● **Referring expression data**
.....

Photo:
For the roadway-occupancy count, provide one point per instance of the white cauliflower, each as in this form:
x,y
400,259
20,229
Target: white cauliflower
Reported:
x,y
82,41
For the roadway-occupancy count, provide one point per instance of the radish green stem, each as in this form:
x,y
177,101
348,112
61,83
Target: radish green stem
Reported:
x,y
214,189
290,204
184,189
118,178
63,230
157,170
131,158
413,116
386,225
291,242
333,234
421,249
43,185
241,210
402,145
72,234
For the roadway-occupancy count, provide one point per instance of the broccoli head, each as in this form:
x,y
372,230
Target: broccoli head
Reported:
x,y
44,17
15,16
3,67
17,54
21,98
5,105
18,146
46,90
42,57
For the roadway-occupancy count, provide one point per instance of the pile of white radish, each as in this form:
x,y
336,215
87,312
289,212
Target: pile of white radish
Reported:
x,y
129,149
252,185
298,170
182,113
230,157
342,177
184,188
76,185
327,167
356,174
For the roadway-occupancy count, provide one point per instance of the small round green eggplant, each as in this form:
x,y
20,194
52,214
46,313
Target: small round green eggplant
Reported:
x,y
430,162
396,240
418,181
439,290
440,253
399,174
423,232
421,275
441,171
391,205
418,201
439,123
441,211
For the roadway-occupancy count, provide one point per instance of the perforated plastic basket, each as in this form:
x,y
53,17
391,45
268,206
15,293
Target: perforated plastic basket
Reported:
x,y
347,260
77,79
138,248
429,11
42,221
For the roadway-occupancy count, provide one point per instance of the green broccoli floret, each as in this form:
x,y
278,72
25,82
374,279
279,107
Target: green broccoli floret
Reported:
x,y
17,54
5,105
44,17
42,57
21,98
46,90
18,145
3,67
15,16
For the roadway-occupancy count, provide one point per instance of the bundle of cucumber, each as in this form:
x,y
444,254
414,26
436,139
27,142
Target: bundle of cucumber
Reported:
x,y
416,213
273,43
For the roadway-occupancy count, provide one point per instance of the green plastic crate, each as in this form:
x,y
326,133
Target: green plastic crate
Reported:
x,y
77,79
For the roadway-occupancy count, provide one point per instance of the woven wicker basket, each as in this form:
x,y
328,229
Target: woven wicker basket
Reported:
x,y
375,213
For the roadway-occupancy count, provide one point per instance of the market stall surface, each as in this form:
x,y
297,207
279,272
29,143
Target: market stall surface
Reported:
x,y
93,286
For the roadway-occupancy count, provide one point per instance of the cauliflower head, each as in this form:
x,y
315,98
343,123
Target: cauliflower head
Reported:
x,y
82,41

.....

● **Required work**
Repeat each record word for word.

● **Solved exercise**
Photo:
For the roadway-occupancy count, provide one point per instance of the white cauliflower, each as in this form:
x,y
400,259
20,229
Target: white cauliflower
Reported:
x,y
82,41
For the roadway-occupancy count, provide one point per instance of the radish green stem, each as in this form:
x,y
177,101
348,112
61,83
Target: radish green stem
Reported:
x,y
214,189
290,204
184,189
118,178
63,230
157,170
131,158
413,116
386,225
291,242
333,234
421,249
43,185
241,210
402,145
72,234
For the roadway-occupancy count, provide one point per instance of the broccoli head, each as in this form:
x,y
372,230
Target: broccoli head
Reported:
x,y
44,17
15,16
3,67
17,54
21,98
5,105
18,146
46,90
42,57
For the roadway-occupancy count, provide one point per instance of the pile of white radish, each as in this form:
x,y
336,215
87,312
289,212
Target: pile of white radish
Reported:
x,y
129,149
252,185
298,170
182,113
230,157
342,177
184,188
76,185
327,167
356,174
For the roadway-occupancy count, provide one point per instance of the small round green eggplant, each as in this form:
x,y
20,194
52,214
46,313
Target: small round green eggplant
Reported:
x,y
430,162
396,240
418,181
439,290
440,253
399,174
423,232
421,275
441,171
391,205
418,201
439,123
441,211
For the roadway-occupancy count, provide one point per instance of the perforated plastic basket, each as in this form:
x,y
53,17
391,45
268,206
15,293
Target: perforated plastic basket
Reported:
x,y
347,260
77,79
138,248
429,11
42,221
For the roadway-occupancy count, provide one point per instance of the green broccoli floret, each as in this form:
x,y
278,72
25,82
374,279
279,107
Target: green broccoli floret
Reported:
x,y
17,54
5,105
44,17
42,57
21,98
46,90
18,145
3,67
15,16
For the roadway-occupancy count, provide one point per instance of the bundle of cucumber, each as in this form:
x,y
444,254
414,26
436,139
27,142
Target: bundle of cucumber
Reported:
x,y
416,213
273,43
For the roadway-occupancy count, provide one point per instance of the green plastic crate, each as in this form:
x,y
326,133
Target: green plastic crate
Reported:
x,y
77,79
For the roadway-occupancy count, provide one point per instance of the woven wicker basket, each as in this form:
x,y
328,229
Target: woven wicker basket
Reported:
x,y
375,213
For the roadway-occupancy count, provide one point per instance of the market stall surface, each as in this form:
x,y
297,207
279,272
29,143
Target: market stall surface
Reported:
x,y
93,286
For the roadway-occupancy count, provide one point per instance of the cauliflower head, each as in this form:
x,y
315,98
343,123
Target: cauliflower head
Reported:
x,y
82,41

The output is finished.